Exercise:
Return every row below verbatim, line for line, with the pictures omitted.

---------- Data lines

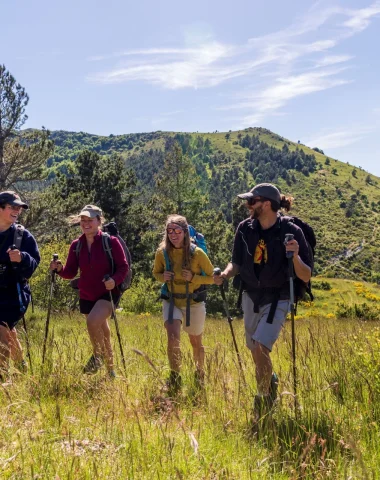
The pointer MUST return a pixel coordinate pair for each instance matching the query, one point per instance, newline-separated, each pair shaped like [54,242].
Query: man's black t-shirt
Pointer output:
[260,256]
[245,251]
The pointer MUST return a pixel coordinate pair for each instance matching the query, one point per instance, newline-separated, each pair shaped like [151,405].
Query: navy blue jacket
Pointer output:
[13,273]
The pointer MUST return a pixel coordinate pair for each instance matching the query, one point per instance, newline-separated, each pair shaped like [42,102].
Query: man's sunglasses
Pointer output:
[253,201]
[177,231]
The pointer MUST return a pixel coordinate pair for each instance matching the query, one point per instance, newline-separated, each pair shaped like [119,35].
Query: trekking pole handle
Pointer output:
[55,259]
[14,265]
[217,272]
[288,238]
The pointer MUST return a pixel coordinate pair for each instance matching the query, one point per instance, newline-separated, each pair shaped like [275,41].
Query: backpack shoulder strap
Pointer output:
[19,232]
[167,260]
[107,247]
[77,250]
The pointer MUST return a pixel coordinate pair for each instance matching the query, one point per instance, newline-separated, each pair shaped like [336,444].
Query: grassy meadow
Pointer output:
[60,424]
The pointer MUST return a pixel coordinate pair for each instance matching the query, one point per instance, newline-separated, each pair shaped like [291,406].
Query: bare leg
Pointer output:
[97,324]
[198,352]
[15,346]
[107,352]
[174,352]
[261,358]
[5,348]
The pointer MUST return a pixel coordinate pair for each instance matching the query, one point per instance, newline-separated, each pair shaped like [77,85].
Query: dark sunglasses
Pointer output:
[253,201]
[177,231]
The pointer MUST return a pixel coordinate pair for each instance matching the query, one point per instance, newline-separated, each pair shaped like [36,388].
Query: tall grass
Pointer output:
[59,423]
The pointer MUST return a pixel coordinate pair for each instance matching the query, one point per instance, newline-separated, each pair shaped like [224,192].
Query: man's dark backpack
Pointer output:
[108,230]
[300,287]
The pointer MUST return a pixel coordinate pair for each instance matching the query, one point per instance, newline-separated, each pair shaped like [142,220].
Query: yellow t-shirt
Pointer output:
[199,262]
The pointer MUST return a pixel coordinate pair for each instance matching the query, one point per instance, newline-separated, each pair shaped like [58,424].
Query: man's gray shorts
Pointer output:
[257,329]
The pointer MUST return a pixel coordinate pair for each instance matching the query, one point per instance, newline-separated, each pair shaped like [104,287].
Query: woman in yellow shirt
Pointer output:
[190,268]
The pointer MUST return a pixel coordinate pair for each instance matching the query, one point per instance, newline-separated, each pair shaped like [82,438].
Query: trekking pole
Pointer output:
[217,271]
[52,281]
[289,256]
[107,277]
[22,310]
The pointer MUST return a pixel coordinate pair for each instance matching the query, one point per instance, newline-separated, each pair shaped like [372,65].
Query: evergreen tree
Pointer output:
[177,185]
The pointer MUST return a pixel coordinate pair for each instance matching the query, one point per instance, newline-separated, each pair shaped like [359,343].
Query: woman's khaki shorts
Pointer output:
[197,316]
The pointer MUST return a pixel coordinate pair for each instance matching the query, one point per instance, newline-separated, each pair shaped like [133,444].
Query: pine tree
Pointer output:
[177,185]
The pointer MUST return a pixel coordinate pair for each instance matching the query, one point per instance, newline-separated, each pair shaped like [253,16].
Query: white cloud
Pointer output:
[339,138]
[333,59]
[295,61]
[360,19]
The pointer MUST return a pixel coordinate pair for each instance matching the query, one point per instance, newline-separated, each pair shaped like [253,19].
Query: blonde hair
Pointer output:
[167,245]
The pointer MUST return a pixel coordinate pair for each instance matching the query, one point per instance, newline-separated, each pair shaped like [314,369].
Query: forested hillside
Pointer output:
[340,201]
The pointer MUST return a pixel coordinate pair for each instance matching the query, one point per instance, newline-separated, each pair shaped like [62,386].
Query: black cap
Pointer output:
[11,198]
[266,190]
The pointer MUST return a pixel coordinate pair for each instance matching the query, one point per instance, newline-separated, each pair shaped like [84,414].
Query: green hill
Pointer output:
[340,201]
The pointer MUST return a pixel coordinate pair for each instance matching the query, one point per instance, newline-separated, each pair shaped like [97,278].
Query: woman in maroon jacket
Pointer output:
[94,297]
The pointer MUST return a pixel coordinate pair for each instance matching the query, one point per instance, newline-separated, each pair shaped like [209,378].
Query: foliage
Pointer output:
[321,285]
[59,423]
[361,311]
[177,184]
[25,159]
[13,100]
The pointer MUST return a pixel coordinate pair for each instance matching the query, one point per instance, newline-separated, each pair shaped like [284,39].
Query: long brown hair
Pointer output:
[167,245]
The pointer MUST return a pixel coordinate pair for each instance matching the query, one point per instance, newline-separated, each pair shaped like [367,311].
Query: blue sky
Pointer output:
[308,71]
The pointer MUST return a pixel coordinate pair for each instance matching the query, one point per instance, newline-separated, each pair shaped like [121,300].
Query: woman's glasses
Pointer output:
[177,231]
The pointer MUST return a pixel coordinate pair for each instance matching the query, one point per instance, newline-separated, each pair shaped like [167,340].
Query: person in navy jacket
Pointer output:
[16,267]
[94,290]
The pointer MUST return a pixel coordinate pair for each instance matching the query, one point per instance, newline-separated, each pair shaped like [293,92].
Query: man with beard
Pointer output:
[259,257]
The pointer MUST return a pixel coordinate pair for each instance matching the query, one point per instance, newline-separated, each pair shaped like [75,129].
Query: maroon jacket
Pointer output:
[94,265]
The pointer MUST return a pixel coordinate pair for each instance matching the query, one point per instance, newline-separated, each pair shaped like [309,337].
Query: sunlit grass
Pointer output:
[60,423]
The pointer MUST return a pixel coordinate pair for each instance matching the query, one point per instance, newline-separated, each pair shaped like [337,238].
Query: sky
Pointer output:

--------------------

Final answer:
The pointer MUST return a pixel coordinate pair for each instance matching the query, one point per instance, newline-separated, each pair shaped like [54,242].
Query: man's black t-shirt
Pointer output:
[260,256]
[245,251]
The pointer MUST return a pixel coordinate pair for each instance matching the query, one point per instance, newline-separated, each pair shaped like [151,405].
Query: navy blue jacket
Pointer output:
[13,273]
The pointer MUST return a pixel coordinate pair for each instance matching the query, one point per instance, newline-separated, each pair shaped like [42,102].
Query: man's sunglasses
Pointer output:
[253,201]
[177,231]
The pointer MUST return a pixel coordinate pair for each instance matching the query, one point per instance, newline-separated, each pair shaped like [119,35].
Query: trekking pole handle
Pointer output:
[55,259]
[14,265]
[217,272]
[288,238]
The pointer MUST return a pixel coordinate pair for each instance matching the query, one point per instance, newline-separated, each pair shaped like [275,41].
Query: backpack shoulder strap
Pointer output:
[19,232]
[167,260]
[107,247]
[77,250]
The pointer MUST return a pixel coordinate pair for each instance matching the query, one point per instance, newline-separated, each pair shaped like [336,444].
Query: grassy meadow
Pointer output:
[60,424]
The pointer MUST return a pixel coordinate pair for each instance matching the query, one point per instance, newline-separated, each pair shaped like [291,406].
Query: bare leg
Pointer output:
[97,324]
[198,352]
[15,346]
[107,352]
[174,352]
[261,358]
[5,348]
The pointer MUST return a pixel coordinate pair for each instance matching the query, one point per instance, newline-separated, each pair shaped like [77,85].
Query: dark sunglasses
Pointer output:
[253,201]
[177,231]
The pointer MUST return a pixel coordinate pair for each instance matching the query, one point per instance, newline-separated, each pair shaped like [36,388].
Query: tall grass
Pointer output:
[59,423]
The pointer MUST return a pixel coordinate pair for each instance matching the query, one point per instance, newline-separated, each pair shaped like [224,192].
Query: man's dark backpack
Pointer output:
[108,230]
[300,287]
The pointer MUST return a pixel coordinate pair for each instance matching the query, one point per instance, newline-separated, each pair shaped like [142,220].
Query: yellow t-shirt
Pointer output:
[199,262]
The pointer MUST return a pixel coordinate pair for each instance matching the query, one point per instance, newline-separated, each pair shaped like [58,424].
Query: man's gray shorts
Pointer output:
[257,329]
The pointer MUST return a pixel coordinate pair for each instance matching the query, one point per instance, newline-separated, each pair shaped like [104,287].
Query: woman in yellow shirt
Pointer output:
[190,268]
The pointer MUST return a pixel coordinate pair for each instance matching the query, one point per instance, newline-separated, each pair shaped like [82,438].
Query: trekking pole
Pointer output:
[217,271]
[52,281]
[289,256]
[107,277]
[22,310]
The pointer MUST return a pixel coordinate pair for each instance matching the query, one point per instance, newline-separated, each pair shaped like [372,65].
Query: evergreen tree
Pointer output:
[177,185]
The pointer MUST return a pixel coordinate pair for each instance matching the query, one point per instance, newline-separated, each pair shaped like [359,343].
Query: woman's khaki shorts
Pointer output:
[197,316]
The pointer MUST return a pixel coordinate pair for each instance matching the query, one point per instance, newline-separated, each pair shaped like [133,444].
Query: pine tree
Pointer output:
[177,185]
The pointer MUST return a pixel coordinate pair for each instance matching the query, one point per instance, newline-separated, each pair shaped like [253,16].
Query: white cloud
Pointer output:
[339,138]
[333,59]
[295,61]
[360,19]
The pointer MUST return a pixel coordinate pair for each instance matching the query, one point per instance, newline-separated, each pair shaped like [253,19].
Query: blonde hair
Pointer output:
[167,245]
The pointer MUST return a pixel coordinate pair for each instance matching the query, one point per instance, newline-separated, each pair shaped like [314,369].
Query: forested hillside
Pointer output:
[340,201]
The pointer MUST return a pixel coordinate pair for each instance matching the query, one point per instance, newline-separated, each pair shaped like [62,386].
Query: black cap
Pointer output:
[11,198]
[266,190]
The pointer MUST return a pixel coordinate pair for each instance matching the query, one point per instance, newline-separated, each pair shaped like [84,414].
Query: green hill
Pointer output:
[340,201]
The pointer MUST return a pixel coordinate pair for each instance matching the query, one point per instance, newline-separated, each pair shaped like [97,278].
Query: woman in maroon jacket
Pointer output:
[94,297]
The pointer MUST return a pixel coordinate pair for each instance matching the query, one point per instance, newline-separated, each pair shaped like [209,378].
Query: foliage
Pointer output:
[321,285]
[59,423]
[361,311]
[177,184]
[25,159]
[13,100]
The pointer MUST return a pixel coordinate pair for each instance matching the query, one point per instance, newline-separated, each pair shaped like [284,39].
Query: long brown hair
Pointer output:
[167,245]
The pointer MUST return a pixel coordinate pair for each instance matching the query, one point per instance, newline-separated, each pair shaped like [367,311].
Query: blue sky
Pointer output:
[308,71]
The pointer MUST return a pixel coordinate pair for each instance matching the query, one point per instance, newline-separated, each pair shaped like [121,300].
Query: woman's glasses
Pointer output:
[177,231]
The pointer MUST return a pixel coordinate pair for each instance matching the query, one point per instance, newline-separated, each pair shaped like [167,340].
Query: person in navy jacket
Pointer output:
[16,267]
[94,290]
The pointer MUST return a pixel coordinate pair for each instance matching the query, one point per instance, newline-separated, each pair shaped like [293,92].
Query: man with beard
Pointer output:
[259,257]
The pointer MUST return a pixel coordinate pair for each instance matching the query, one point per instance, newline-separated, each pair shaped like [75,129].
Query: maroon jacket
Pointer output:
[94,265]
The pointer MUST return a pixel coordinate pair for each instance matching the query, one point per instance, newline-separated, each pair shaped like [309,337].
Query: sunlit grass
Pointer output:
[60,423]
The pointer MUST return a pixel coordinate pair for each instance matching the query, one point per instance, newline-separated, each pair shaped like [337,238].
Query: sky
Pointer output:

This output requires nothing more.